>>>>
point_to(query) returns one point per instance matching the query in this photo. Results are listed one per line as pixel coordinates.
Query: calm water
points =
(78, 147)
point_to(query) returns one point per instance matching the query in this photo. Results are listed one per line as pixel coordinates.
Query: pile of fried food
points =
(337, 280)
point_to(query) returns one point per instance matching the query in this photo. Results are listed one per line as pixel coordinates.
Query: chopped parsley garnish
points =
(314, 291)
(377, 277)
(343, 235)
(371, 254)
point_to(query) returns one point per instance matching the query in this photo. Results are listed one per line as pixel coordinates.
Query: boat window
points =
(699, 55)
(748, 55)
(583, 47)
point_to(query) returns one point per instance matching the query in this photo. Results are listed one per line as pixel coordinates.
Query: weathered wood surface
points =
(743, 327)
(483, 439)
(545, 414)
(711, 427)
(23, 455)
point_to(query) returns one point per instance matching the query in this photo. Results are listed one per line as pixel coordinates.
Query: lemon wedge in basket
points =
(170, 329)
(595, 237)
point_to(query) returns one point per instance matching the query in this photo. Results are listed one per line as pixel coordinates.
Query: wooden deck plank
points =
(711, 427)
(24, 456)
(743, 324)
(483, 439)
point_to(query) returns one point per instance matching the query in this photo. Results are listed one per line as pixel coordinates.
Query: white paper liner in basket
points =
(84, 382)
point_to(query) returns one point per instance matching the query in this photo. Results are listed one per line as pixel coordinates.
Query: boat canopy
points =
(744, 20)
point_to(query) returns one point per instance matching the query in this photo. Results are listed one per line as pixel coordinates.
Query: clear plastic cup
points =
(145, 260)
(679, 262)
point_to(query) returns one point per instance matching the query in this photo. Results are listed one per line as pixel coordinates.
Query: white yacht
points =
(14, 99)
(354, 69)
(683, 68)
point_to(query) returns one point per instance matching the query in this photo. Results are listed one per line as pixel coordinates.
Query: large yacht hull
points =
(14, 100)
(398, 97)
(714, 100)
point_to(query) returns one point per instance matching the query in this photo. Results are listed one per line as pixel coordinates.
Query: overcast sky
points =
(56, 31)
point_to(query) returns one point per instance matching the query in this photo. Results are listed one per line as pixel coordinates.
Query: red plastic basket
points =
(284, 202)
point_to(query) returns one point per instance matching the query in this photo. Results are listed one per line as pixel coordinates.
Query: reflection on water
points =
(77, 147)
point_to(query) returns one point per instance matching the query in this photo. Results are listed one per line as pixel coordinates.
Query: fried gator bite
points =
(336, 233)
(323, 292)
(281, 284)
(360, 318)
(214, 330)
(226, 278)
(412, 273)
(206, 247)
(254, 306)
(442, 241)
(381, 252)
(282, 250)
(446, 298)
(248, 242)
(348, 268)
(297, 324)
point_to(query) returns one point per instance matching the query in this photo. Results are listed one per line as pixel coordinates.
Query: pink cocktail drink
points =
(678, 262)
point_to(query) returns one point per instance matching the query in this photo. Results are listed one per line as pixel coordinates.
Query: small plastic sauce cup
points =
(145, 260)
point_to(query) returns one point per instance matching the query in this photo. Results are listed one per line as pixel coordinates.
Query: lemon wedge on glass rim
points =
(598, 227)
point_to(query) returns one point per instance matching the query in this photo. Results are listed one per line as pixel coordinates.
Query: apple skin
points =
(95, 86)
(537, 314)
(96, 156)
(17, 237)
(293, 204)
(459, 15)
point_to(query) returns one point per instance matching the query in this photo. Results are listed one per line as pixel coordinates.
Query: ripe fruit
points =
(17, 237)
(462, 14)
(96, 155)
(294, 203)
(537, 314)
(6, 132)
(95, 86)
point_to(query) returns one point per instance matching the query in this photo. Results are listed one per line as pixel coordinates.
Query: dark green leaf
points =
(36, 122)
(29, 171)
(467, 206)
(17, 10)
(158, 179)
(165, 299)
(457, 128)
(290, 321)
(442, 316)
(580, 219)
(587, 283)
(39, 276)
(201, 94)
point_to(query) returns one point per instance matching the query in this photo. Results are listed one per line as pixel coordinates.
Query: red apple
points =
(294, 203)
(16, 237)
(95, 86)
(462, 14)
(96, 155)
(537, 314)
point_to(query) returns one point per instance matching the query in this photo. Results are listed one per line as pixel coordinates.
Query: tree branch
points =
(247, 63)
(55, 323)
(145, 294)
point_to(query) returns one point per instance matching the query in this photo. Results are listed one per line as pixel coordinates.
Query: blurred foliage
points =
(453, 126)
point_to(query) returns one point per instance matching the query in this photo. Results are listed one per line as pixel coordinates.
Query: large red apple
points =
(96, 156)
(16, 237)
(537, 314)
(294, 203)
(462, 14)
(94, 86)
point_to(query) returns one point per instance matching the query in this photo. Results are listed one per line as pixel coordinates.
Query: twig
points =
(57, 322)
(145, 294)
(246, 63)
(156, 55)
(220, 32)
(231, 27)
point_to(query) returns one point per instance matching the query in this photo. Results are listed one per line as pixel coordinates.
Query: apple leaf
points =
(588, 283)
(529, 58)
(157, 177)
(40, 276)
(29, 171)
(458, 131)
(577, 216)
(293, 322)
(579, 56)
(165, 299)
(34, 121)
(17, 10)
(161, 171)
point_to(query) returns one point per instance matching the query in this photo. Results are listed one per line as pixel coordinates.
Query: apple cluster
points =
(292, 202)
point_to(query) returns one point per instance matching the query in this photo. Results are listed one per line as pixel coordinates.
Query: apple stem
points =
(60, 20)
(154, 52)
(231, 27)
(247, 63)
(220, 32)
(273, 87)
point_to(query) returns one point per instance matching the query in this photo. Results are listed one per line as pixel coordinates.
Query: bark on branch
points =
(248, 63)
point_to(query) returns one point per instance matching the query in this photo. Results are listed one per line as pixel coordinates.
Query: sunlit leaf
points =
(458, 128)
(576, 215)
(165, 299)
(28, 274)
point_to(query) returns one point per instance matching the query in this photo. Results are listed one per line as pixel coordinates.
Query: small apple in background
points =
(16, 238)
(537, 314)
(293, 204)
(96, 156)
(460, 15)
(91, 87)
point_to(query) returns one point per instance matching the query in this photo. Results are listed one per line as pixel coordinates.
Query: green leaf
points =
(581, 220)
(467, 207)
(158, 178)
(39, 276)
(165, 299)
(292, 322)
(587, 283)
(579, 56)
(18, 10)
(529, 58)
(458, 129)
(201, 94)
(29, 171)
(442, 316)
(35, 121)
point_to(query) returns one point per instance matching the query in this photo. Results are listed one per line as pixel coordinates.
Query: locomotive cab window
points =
<<<<
How many lines in the listing above contain the word "water"? Give only the number.

**EXPECTED OUTPUT:**
2